**Task description:** Lay out everything from the line containing "Lab practical, station 3" down to the end of the records as a numbered list, skipping any blank lines. Leave the pictures out.

(Items from a dataset)

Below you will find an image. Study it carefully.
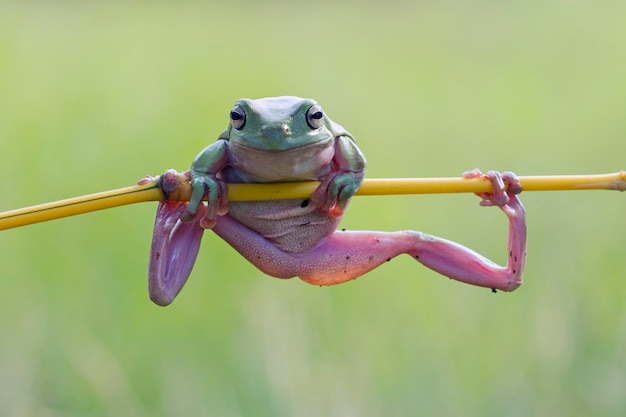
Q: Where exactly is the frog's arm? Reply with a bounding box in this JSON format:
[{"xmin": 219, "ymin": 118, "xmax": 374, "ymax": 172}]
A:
[
  {"xmin": 311, "ymin": 135, "xmax": 365, "ymax": 217},
  {"xmin": 182, "ymin": 139, "xmax": 229, "ymax": 229}
]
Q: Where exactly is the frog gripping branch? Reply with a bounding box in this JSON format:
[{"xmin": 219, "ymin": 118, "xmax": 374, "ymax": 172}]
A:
[{"xmin": 149, "ymin": 97, "xmax": 526, "ymax": 305}]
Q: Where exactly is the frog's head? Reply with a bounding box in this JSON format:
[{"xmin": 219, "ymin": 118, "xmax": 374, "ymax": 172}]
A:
[{"xmin": 220, "ymin": 96, "xmax": 348, "ymax": 152}]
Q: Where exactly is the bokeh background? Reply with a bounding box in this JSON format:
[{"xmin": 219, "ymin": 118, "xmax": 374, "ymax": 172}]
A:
[{"xmin": 0, "ymin": 0, "xmax": 626, "ymax": 417}]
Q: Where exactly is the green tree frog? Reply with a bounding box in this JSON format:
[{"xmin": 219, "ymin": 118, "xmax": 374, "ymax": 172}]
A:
[{"xmin": 148, "ymin": 97, "xmax": 526, "ymax": 305}]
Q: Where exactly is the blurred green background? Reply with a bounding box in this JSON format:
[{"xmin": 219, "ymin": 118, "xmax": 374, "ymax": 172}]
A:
[{"xmin": 0, "ymin": 0, "xmax": 626, "ymax": 416}]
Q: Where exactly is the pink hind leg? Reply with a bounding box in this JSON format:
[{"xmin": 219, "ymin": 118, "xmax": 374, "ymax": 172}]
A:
[{"xmin": 213, "ymin": 190, "xmax": 526, "ymax": 291}]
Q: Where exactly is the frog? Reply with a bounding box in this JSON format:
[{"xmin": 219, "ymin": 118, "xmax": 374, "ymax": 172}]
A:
[{"xmin": 148, "ymin": 96, "xmax": 526, "ymax": 306}]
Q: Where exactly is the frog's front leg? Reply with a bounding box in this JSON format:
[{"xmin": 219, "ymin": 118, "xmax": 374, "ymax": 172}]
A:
[
  {"xmin": 181, "ymin": 140, "xmax": 229, "ymax": 229},
  {"xmin": 310, "ymin": 136, "xmax": 365, "ymax": 217},
  {"xmin": 213, "ymin": 172, "xmax": 526, "ymax": 291}
]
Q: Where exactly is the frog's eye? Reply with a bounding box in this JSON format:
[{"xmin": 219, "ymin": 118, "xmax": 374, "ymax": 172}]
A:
[
  {"xmin": 230, "ymin": 106, "xmax": 246, "ymax": 130},
  {"xmin": 306, "ymin": 104, "xmax": 324, "ymax": 129}
]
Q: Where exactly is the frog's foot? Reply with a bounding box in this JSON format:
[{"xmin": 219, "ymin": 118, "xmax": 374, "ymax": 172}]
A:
[
  {"xmin": 181, "ymin": 173, "xmax": 228, "ymax": 229},
  {"xmin": 310, "ymin": 172, "xmax": 363, "ymax": 217},
  {"xmin": 463, "ymin": 169, "xmax": 522, "ymax": 208},
  {"xmin": 137, "ymin": 169, "xmax": 189, "ymax": 200}
]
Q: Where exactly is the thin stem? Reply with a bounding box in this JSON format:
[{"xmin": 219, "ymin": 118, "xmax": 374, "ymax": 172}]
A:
[{"xmin": 0, "ymin": 171, "xmax": 626, "ymax": 230}]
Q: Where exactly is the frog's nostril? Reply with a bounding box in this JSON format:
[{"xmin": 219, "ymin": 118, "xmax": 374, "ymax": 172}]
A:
[{"xmin": 261, "ymin": 124, "xmax": 291, "ymax": 138}]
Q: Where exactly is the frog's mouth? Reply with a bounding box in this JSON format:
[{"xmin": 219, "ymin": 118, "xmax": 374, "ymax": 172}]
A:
[
  {"xmin": 230, "ymin": 138, "xmax": 335, "ymax": 182},
  {"xmin": 229, "ymin": 136, "xmax": 335, "ymax": 153}
]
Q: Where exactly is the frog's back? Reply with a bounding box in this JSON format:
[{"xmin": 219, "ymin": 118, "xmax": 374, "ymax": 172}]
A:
[{"xmin": 227, "ymin": 199, "xmax": 341, "ymax": 253}]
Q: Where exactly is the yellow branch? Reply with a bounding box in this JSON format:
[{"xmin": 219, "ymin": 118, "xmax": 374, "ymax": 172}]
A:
[{"xmin": 0, "ymin": 171, "xmax": 626, "ymax": 230}]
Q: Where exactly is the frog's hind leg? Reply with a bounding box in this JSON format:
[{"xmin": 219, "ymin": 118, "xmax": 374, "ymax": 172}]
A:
[{"xmin": 213, "ymin": 210, "xmax": 525, "ymax": 291}]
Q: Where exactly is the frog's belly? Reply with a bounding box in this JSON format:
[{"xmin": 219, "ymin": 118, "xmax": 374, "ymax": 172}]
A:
[{"xmin": 228, "ymin": 199, "xmax": 341, "ymax": 253}]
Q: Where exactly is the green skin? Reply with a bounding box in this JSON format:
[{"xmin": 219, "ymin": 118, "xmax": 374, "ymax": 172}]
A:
[{"xmin": 144, "ymin": 97, "xmax": 526, "ymax": 305}]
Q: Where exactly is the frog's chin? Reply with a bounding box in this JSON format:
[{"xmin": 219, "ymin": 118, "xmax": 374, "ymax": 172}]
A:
[{"xmin": 230, "ymin": 137, "xmax": 335, "ymax": 182}]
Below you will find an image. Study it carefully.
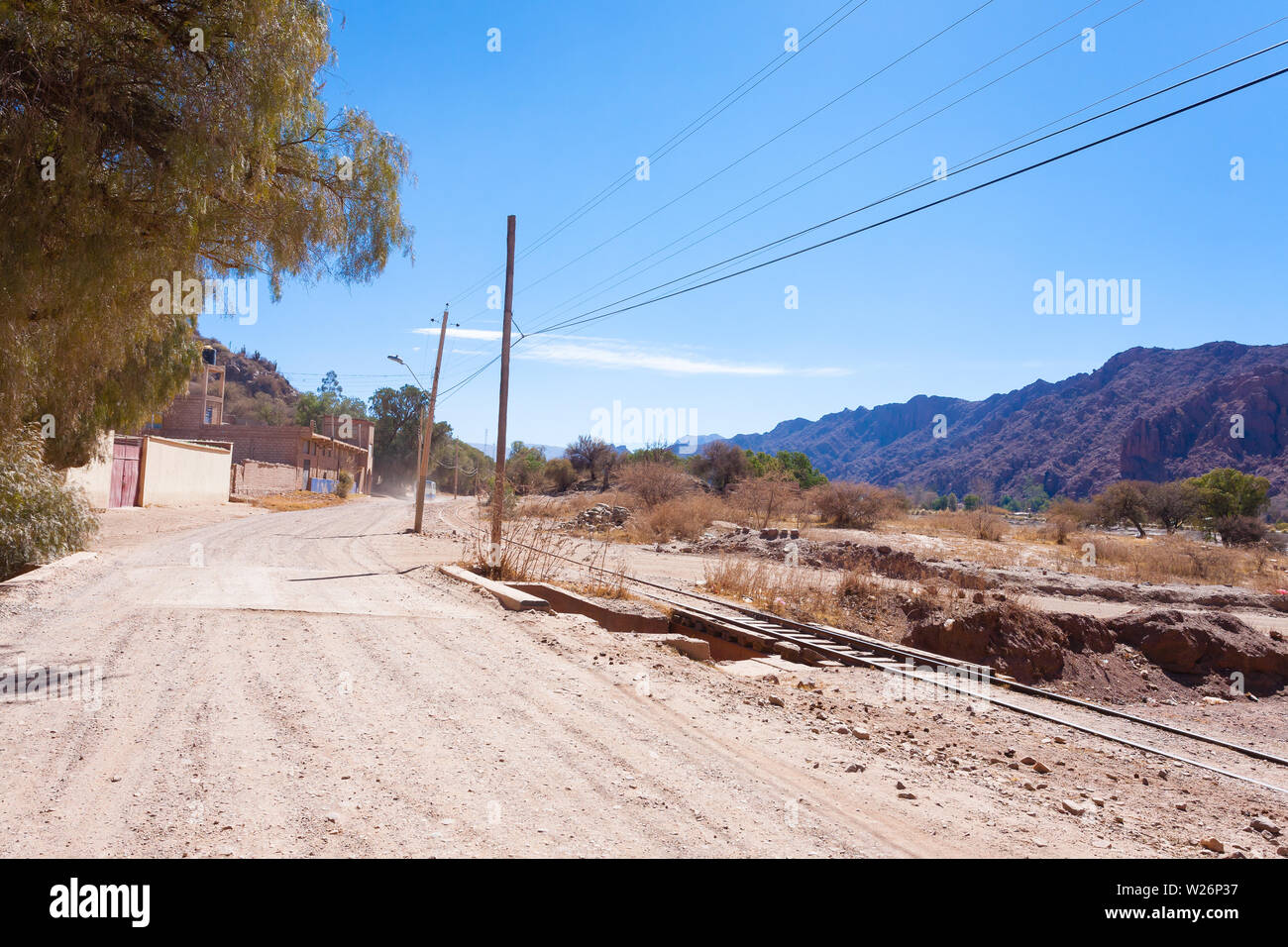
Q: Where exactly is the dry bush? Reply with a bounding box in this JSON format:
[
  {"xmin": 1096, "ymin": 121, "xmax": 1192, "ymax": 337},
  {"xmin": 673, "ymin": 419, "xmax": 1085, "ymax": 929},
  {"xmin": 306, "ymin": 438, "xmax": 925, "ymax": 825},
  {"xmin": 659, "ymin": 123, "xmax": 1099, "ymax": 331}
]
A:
[
  {"xmin": 704, "ymin": 556, "xmax": 840, "ymax": 622},
  {"xmin": 252, "ymin": 489, "xmax": 345, "ymax": 513},
  {"xmin": 1039, "ymin": 514, "xmax": 1078, "ymax": 546},
  {"xmin": 934, "ymin": 510, "xmax": 1006, "ymax": 543},
  {"xmin": 625, "ymin": 493, "xmax": 726, "ymax": 543},
  {"xmin": 810, "ymin": 480, "xmax": 903, "ymax": 530},
  {"xmin": 1069, "ymin": 533, "xmax": 1285, "ymax": 591},
  {"xmin": 729, "ymin": 473, "xmax": 802, "ymax": 530},
  {"xmin": 515, "ymin": 493, "xmax": 599, "ymax": 522},
  {"xmin": 463, "ymin": 510, "xmax": 626, "ymax": 598},
  {"xmin": 617, "ymin": 460, "xmax": 693, "ymax": 509}
]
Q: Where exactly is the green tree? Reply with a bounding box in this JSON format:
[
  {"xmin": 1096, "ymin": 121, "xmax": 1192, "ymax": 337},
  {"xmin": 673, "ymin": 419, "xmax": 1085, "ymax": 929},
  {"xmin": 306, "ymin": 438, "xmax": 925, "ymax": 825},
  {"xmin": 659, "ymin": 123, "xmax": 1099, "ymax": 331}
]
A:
[
  {"xmin": 776, "ymin": 451, "xmax": 827, "ymax": 489},
  {"xmin": 0, "ymin": 0, "xmax": 412, "ymax": 466},
  {"xmin": 690, "ymin": 441, "xmax": 751, "ymax": 492},
  {"xmin": 1186, "ymin": 467, "xmax": 1270, "ymax": 546},
  {"xmin": 368, "ymin": 385, "xmax": 432, "ymax": 487},
  {"xmin": 505, "ymin": 441, "xmax": 546, "ymax": 493},
  {"xmin": 1143, "ymin": 480, "xmax": 1199, "ymax": 532},
  {"xmin": 295, "ymin": 369, "xmax": 368, "ymax": 428},
  {"xmin": 564, "ymin": 434, "xmax": 615, "ymax": 487},
  {"xmin": 0, "ymin": 425, "xmax": 97, "ymax": 579},
  {"xmin": 1091, "ymin": 480, "xmax": 1150, "ymax": 539},
  {"xmin": 1185, "ymin": 467, "xmax": 1270, "ymax": 518}
]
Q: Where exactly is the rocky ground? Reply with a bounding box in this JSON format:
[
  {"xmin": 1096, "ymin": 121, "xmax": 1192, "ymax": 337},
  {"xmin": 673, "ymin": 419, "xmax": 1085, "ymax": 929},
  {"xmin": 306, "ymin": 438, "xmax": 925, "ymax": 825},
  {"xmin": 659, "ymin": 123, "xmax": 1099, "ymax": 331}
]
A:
[{"xmin": 0, "ymin": 500, "xmax": 1288, "ymax": 858}]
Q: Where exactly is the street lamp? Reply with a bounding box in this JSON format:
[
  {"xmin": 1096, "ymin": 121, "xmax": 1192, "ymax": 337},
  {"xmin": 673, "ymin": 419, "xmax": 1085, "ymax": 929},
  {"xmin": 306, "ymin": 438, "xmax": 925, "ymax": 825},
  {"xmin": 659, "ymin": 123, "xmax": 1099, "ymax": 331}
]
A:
[{"xmin": 389, "ymin": 356, "xmax": 429, "ymax": 532}]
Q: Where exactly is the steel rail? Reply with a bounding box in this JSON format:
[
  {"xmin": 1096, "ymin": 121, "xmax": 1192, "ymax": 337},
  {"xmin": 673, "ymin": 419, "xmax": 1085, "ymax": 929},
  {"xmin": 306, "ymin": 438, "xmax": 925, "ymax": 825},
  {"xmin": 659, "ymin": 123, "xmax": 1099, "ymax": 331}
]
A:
[{"xmin": 440, "ymin": 510, "xmax": 1288, "ymax": 795}]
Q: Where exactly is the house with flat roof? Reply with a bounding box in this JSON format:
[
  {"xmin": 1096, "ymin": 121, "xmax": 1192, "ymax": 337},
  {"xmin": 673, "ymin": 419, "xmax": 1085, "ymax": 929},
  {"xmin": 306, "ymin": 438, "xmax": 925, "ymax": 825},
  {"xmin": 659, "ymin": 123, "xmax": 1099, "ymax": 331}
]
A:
[{"xmin": 147, "ymin": 347, "xmax": 376, "ymax": 496}]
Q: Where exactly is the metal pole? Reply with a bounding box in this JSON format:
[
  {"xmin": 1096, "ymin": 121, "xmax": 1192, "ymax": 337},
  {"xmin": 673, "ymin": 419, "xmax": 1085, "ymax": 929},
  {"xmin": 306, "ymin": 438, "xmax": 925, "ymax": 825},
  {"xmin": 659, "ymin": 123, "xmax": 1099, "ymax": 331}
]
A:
[
  {"xmin": 416, "ymin": 309, "xmax": 447, "ymax": 532},
  {"xmin": 492, "ymin": 214, "xmax": 514, "ymax": 566}
]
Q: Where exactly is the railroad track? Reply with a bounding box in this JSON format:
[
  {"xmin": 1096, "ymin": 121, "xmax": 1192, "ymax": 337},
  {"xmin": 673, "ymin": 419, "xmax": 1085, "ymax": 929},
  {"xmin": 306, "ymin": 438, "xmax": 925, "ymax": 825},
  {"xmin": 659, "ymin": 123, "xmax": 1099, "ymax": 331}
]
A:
[{"xmin": 435, "ymin": 499, "xmax": 1288, "ymax": 795}]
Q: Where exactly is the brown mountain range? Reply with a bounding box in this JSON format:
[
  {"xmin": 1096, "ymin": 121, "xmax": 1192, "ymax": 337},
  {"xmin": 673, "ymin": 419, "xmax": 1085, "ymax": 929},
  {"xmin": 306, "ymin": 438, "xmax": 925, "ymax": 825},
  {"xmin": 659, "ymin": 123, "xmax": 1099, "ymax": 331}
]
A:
[{"xmin": 728, "ymin": 342, "xmax": 1288, "ymax": 497}]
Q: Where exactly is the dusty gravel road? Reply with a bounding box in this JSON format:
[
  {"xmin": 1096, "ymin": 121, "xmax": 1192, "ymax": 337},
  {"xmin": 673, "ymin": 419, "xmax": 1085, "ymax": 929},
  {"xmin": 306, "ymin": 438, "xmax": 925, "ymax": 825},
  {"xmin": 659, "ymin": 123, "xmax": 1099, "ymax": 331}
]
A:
[{"xmin": 0, "ymin": 498, "xmax": 978, "ymax": 857}]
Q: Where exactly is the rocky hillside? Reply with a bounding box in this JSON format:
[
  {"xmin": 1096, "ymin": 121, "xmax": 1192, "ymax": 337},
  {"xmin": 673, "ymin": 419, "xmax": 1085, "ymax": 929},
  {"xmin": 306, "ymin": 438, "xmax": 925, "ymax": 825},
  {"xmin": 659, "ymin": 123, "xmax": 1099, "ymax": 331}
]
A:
[
  {"xmin": 729, "ymin": 342, "xmax": 1288, "ymax": 496},
  {"xmin": 197, "ymin": 336, "xmax": 300, "ymax": 424}
]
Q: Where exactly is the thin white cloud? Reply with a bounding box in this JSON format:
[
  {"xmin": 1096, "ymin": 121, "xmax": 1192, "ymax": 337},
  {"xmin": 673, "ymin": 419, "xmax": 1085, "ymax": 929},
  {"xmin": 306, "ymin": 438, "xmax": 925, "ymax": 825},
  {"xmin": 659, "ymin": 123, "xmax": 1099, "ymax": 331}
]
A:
[{"xmin": 412, "ymin": 327, "xmax": 851, "ymax": 377}]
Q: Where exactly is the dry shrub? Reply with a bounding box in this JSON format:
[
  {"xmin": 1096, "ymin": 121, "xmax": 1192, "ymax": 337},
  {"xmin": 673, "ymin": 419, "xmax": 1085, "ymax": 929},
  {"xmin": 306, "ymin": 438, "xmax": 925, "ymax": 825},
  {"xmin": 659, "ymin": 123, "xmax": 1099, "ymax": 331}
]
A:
[
  {"xmin": 1069, "ymin": 533, "xmax": 1284, "ymax": 590},
  {"xmin": 704, "ymin": 556, "xmax": 840, "ymax": 621},
  {"xmin": 252, "ymin": 489, "xmax": 344, "ymax": 513},
  {"xmin": 618, "ymin": 460, "xmax": 693, "ymax": 509},
  {"xmin": 935, "ymin": 510, "xmax": 1006, "ymax": 543},
  {"xmin": 729, "ymin": 473, "xmax": 802, "ymax": 530},
  {"xmin": 810, "ymin": 480, "xmax": 902, "ymax": 530},
  {"xmin": 625, "ymin": 493, "xmax": 725, "ymax": 543},
  {"xmin": 515, "ymin": 493, "xmax": 599, "ymax": 522},
  {"xmin": 1039, "ymin": 514, "xmax": 1078, "ymax": 546},
  {"xmin": 464, "ymin": 519, "xmax": 626, "ymax": 598}
]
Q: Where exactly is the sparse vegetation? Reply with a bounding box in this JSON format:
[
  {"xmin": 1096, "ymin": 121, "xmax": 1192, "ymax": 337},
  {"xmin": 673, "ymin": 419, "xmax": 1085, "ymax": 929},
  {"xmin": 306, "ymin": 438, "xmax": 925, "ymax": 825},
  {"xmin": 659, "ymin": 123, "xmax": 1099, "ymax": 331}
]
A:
[
  {"xmin": 810, "ymin": 480, "xmax": 906, "ymax": 530},
  {"xmin": 0, "ymin": 425, "xmax": 98, "ymax": 579}
]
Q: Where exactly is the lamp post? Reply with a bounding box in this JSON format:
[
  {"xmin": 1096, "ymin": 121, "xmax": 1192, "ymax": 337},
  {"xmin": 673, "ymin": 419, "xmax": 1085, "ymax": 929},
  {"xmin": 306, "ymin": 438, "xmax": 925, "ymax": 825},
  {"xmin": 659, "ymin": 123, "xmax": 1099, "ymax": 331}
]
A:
[
  {"xmin": 389, "ymin": 308, "xmax": 458, "ymax": 532},
  {"xmin": 389, "ymin": 356, "xmax": 429, "ymax": 532}
]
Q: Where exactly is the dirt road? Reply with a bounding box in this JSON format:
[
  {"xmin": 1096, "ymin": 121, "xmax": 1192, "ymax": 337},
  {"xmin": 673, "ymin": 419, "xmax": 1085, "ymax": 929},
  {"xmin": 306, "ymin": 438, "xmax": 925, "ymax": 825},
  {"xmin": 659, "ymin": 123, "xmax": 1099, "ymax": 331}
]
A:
[{"xmin": 0, "ymin": 498, "xmax": 994, "ymax": 856}]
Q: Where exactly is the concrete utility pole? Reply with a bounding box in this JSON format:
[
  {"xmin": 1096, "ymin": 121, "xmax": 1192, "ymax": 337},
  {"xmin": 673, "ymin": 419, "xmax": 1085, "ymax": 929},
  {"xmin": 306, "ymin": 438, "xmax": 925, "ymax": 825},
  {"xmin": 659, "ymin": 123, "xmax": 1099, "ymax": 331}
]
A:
[
  {"xmin": 416, "ymin": 308, "xmax": 447, "ymax": 532},
  {"xmin": 492, "ymin": 214, "xmax": 514, "ymax": 565}
]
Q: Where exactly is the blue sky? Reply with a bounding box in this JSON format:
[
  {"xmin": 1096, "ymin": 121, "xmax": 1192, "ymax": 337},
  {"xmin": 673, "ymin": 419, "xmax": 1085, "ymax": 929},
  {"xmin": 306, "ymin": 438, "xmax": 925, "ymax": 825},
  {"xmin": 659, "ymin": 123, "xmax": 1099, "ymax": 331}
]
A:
[{"xmin": 201, "ymin": 0, "xmax": 1288, "ymax": 456}]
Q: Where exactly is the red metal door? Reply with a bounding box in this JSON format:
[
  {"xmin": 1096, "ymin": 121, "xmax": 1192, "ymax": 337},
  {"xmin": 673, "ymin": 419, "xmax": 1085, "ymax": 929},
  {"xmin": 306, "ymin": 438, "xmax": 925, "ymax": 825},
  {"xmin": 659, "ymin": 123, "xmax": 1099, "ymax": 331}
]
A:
[{"xmin": 107, "ymin": 440, "xmax": 139, "ymax": 506}]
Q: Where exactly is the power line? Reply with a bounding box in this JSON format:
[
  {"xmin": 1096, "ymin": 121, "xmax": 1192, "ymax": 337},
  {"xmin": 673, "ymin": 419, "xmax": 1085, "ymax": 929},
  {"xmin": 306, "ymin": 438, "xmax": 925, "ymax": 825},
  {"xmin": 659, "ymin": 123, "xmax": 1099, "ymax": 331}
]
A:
[
  {"xmin": 452, "ymin": 0, "xmax": 870, "ymax": 301},
  {"xmin": 430, "ymin": 41, "xmax": 1288, "ymax": 407},
  {"xmin": 545, "ymin": 61, "xmax": 1288, "ymax": 331},
  {"xmin": 528, "ymin": 0, "xmax": 1143, "ymax": 329},
  {"xmin": 537, "ymin": 24, "xmax": 1288, "ymax": 331},
  {"xmin": 509, "ymin": 0, "xmax": 1004, "ymax": 303}
]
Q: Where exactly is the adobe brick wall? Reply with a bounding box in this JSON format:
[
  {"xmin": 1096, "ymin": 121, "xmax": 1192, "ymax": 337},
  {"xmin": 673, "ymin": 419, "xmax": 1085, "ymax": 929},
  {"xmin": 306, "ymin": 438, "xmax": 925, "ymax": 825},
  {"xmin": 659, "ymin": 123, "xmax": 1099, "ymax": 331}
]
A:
[
  {"xmin": 232, "ymin": 460, "xmax": 300, "ymax": 496},
  {"xmin": 158, "ymin": 421, "xmax": 313, "ymax": 467}
]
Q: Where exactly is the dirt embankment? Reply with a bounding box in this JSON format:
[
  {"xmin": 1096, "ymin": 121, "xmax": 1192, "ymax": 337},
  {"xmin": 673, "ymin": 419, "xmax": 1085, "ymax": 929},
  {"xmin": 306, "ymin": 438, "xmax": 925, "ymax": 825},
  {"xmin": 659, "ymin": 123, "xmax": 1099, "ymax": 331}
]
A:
[{"xmin": 905, "ymin": 601, "xmax": 1288, "ymax": 691}]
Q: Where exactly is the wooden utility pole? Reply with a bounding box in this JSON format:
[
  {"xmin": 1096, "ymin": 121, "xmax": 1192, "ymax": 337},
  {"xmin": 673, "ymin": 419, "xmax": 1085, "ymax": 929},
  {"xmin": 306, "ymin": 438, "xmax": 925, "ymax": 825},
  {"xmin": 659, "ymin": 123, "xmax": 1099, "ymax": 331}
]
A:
[
  {"xmin": 492, "ymin": 214, "xmax": 514, "ymax": 556},
  {"xmin": 416, "ymin": 308, "xmax": 447, "ymax": 532}
]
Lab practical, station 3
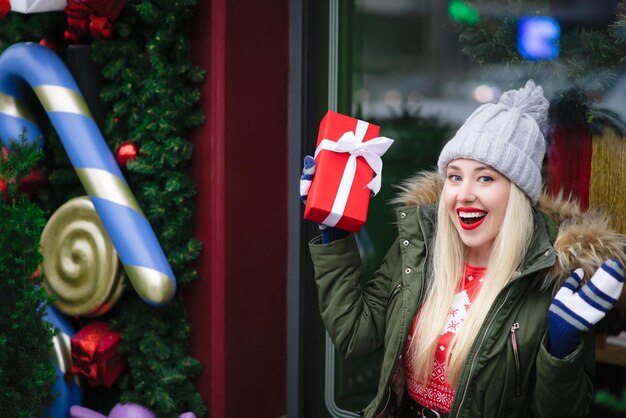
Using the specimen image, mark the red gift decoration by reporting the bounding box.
[304,111,393,232]
[71,321,126,387]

**Written answer:**
1. Lab practical, station 3
2. Using the specimen image, mark the red gift decoration by reporting the bounding box.
3. [304,111,393,232]
4. [71,321,126,387]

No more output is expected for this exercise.